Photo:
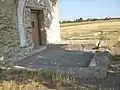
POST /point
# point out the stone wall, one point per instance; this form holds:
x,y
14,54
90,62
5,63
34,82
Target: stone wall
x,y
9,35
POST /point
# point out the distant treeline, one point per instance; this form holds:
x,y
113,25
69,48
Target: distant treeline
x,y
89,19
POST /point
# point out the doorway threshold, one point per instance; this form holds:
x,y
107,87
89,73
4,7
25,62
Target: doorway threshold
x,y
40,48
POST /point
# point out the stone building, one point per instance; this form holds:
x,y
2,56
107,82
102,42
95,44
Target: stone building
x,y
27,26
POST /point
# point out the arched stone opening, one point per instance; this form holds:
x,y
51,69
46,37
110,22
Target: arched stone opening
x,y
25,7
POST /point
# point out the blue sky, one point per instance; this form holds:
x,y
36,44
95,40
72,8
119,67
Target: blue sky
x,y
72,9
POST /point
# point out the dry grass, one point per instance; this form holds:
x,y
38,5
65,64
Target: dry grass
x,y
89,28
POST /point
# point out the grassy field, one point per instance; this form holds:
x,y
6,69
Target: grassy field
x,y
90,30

> [Written request]: Please render every line of the items above as a JSON list of strings, one string per line, with blank lines dropped and the pictures left out.

> [Answer below]:
[
  "Photo:",
  "POST /point",
  "# point out the stone wall, one point per instance; this form holds:",
  "x,y",
  "14,54",
  "90,62",
  "5,63",
  "34,82",
  "Target: stone wall",
  "x,y",
  "9,35",
  "POST /point",
  "# point out the distant treeline, one point per instance; this form holds:",
  "x,y",
  "113,25",
  "69,48",
  "Target: distant treeline",
  "x,y",
  "89,19",
  "POST /point",
  "# point out the doorway threshold, one point per instance; this form holds:",
  "x,y",
  "107,87",
  "89,73",
  "4,7",
  "25,62",
  "Target: doorway threshold",
  "x,y",
  "40,48",
  "POST /point",
  "# point out the stone building, one point per instance; this form holds:",
  "x,y",
  "2,56",
  "107,82",
  "102,42",
  "95,44",
  "Target: stone building",
  "x,y",
  "27,26",
  "POST /point",
  "# point out the arched stone opening, one point per instance; this form holds:",
  "x,y",
  "51,69",
  "46,37",
  "110,22",
  "Target: arched stone opening",
  "x,y",
  "25,7",
  "POST /point",
  "# point out the blue sky, one point per instance; this form holds:",
  "x,y",
  "36,44",
  "95,40",
  "72,8",
  "119,67",
  "Target: blue sky",
  "x,y",
  "72,9",
  "POST /point",
  "# point out the dry grass, one point per instance; this form holds:",
  "x,y",
  "38,5",
  "65,64",
  "Target: dry grass",
  "x,y",
  "89,28",
  "POST /point",
  "# point out the grassy field, one point per instance; this form holds:",
  "x,y",
  "6,69",
  "Target: grassy field",
  "x,y",
  "90,30"
]